Directive: Find "overcast sky | outline every instance" in the records that follow; print that line and each subsequent line through the last one, verbatim and with nothing added.

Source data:

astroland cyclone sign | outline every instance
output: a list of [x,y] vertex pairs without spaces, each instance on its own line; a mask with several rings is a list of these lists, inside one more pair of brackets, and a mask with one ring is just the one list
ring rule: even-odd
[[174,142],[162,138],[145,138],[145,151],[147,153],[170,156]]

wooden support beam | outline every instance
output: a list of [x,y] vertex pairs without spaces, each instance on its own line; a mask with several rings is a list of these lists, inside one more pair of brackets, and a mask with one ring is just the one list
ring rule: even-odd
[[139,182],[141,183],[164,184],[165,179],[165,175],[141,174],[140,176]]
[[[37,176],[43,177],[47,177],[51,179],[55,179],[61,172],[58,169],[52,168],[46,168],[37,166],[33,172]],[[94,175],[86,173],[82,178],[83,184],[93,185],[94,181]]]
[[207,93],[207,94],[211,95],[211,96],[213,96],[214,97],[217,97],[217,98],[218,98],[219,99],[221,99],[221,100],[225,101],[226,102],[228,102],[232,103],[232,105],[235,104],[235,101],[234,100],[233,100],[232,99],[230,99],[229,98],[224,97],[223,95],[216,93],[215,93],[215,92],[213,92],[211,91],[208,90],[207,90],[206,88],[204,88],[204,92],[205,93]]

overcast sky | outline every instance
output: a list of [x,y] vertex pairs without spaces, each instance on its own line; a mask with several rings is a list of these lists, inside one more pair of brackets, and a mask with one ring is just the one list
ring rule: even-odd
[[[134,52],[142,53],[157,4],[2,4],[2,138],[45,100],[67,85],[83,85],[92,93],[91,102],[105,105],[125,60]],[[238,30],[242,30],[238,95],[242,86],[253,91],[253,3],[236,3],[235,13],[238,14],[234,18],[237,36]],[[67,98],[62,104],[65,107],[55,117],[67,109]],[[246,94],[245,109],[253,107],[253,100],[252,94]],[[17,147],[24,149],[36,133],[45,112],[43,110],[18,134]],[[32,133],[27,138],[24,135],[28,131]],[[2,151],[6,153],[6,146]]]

Exercise response:
overcast sky | outline every instance
output: a list of [x,y] vertex pairs without spaces, each instance on its own line; a mask with several rings is a list of these lists, inside one more pair of brackets, and a mask with one ring is just the one list
ring rule: even-odd
[[[134,52],[142,53],[157,4],[2,4],[2,138],[45,100],[67,85],[83,85],[92,93],[91,102],[105,105],[125,60]],[[238,30],[242,30],[238,95],[242,86],[253,91],[253,3],[236,3],[235,13],[238,14],[234,18],[237,36]],[[67,98],[62,104],[65,107],[55,117],[67,109]],[[246,94],[245,109],[253,107],[253,100],[252,94]],[[17,147],[24,149],[36,133],[45,112],[43,110],[18,134]],[[32,133],[27,138],[24,135],[28,131]],[[2,151],[6,153],[6,146]]]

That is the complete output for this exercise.